■ What the task requires ■
Copy out, word for word, everything from the first of the entries down to and including the line that contains "(1019, 143)".

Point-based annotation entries
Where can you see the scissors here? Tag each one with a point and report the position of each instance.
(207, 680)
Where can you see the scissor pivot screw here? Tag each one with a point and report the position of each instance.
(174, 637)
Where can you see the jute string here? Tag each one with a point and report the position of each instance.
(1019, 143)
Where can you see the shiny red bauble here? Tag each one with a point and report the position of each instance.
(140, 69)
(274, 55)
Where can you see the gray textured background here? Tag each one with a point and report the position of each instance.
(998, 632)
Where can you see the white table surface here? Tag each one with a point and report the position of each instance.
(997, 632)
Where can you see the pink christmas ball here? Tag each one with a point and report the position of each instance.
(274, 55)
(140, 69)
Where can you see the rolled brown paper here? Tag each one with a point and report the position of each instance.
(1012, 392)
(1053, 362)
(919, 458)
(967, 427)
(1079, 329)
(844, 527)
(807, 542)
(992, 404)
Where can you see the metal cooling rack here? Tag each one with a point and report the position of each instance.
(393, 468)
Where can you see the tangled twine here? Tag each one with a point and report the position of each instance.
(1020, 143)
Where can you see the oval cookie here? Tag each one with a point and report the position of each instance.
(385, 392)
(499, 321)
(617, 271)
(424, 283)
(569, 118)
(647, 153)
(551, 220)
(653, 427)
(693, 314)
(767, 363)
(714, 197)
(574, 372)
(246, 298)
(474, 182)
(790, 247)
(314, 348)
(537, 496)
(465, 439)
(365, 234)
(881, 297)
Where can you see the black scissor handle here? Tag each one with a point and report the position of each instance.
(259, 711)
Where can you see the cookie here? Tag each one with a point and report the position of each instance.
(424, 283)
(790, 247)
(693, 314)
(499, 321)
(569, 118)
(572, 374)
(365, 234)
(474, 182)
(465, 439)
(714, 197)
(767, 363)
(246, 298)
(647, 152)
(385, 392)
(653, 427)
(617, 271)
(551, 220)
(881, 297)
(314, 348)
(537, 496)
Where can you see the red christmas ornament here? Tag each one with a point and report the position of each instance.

■ Solution ■
Where can you see the scissors here? Tag each one with a point and report the position of each instance.
(207, 680)
Where can you see the scissor pivot screw here? Tag each one with a point and report the position of each instance.
(174, 637)
Where can you see the jute string here? Tag each one with a point and report the position of each instance.
(1019, 143)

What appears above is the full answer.